- **Vorliegender Textauszug**:
Und es verdankt sich eben nicht zuletzt dem Publikum selbst, das bereitwillig das Spiel mitspielt. So lachte, spätestens bei der dritten Wiederholung der Szene, das Premierenpublikum schon lange vor der eigentlichen Pointe, im Grunde den ganzen Szenenanfang über in freudig gespannter Erwartung des nächsten Störenfrieds.
„Stupsi“ (Gitti Knott) tröstet Tochter Lena (Johanna Winkler). Foto: Ursel Gloor
Zuschauer als Komplizen
Auch später im Stück gibt es vergleichbare Strategien des Humors: Zum Beispiel am Anfang des zweiten Aktes, wo das Ehepaar Funk nach den vereinbarten acht Wochen aus dem Toskana-Urlaub wiederkommt und voller Vorfreude vor dem fertigrenoviert geglaubten Haus steht. Ein sehr schöner Regie-Einfall von Hans Schrädler, der sich auch für das Bühnenbild verantwortlich zeichnet, die Heimreise der Funks durch den Mittelgang des Theaters, an den Sitzreihen vorbei, zu inszenieren, und das Haus in dieser Szene nur über den zugezogenen Vorhang zu erzählen. Auch hier lacht das Publikum in Erwartung der nahenden Katastrophe, wenngleich es sie noch nicht zu Gesicht bekommt. Der Witz existiert, auch hier, schon in der Vorstellung der Zuschauer, lange bevor er auf der Bühne Gestalt annimmt.

- **Datenauszug**:
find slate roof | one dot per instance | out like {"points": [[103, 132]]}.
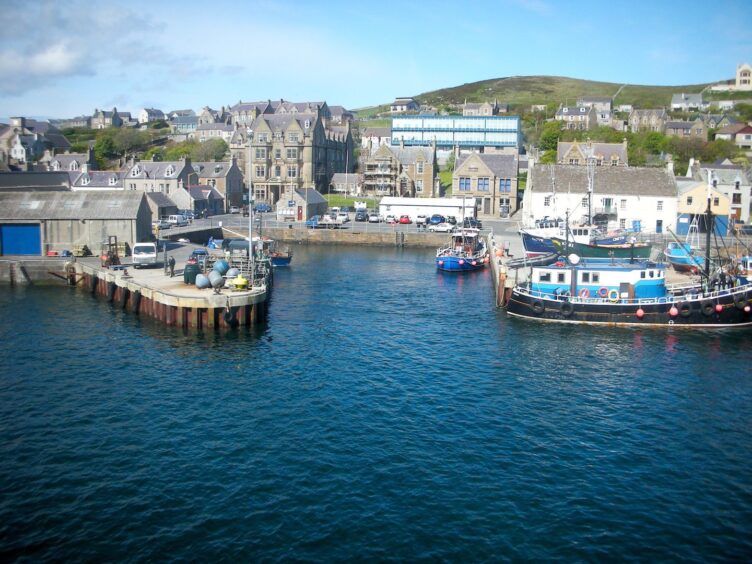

- **Gestellte Aufgabe**:
Entnimm den Textauszug über die Theaterinszenierung vollständig und ohne jede Änderung. Das Material stammt aus einer anderen Quelle als der Textauszug.

- **Erledigte Aufgabe**:
Und es verdankt sich eben nicht zuletzt dem Publikum selbst, das bereitwillig das Spiel mitspielt. So lachte, spätestens bei der dritten Wiederholung der Szene, das Premierenpublikum schon lange vor der eigentlichen Pointe, im Grunde den ganzen Szenenanfang über in freudig gespannter Erwartung des nächsten Störenfrieds.
„Stupsi“ (Gitti Knott) tröstet Tochter Lena (Johanna Winkler). Foto: Ursel Gloor
Zuschauer als Komplizen
Auch später im Stück gibt es vergleichbare Strategien des Humors: Zum Beispiel am Anfang des zweiten Aktes, wo das Ehepaar Funk nach den vereinbarten acht Wochen aus dem Toskana-Urlaub wiederkommt und voller Vorfreude vor dem fertigrenoviert geglaubten Haus steht. Ein sehr schöner Regie-Einfall von Hans Schrädler, der sich auch für das Bühnenbild verantwortlich zeichnet, die Heimreise der Funks durch den Mittelgang des Theaters, an den Sitzreihen vorbei, zu inszenieren, und das Haus in dieser Szene nur über den zugezogenen Vorhang zu erzählen. Auch hier lacht das Publikum in Erwartung der nahenden Katastrophe, wenngleich es sie noch nicht zu Gesicht bekommt. Der Witz existiert, auch hier, schon in der Vorstellung der Zuschauer, lange bevor er auf der Bühne Gestalt annimmt.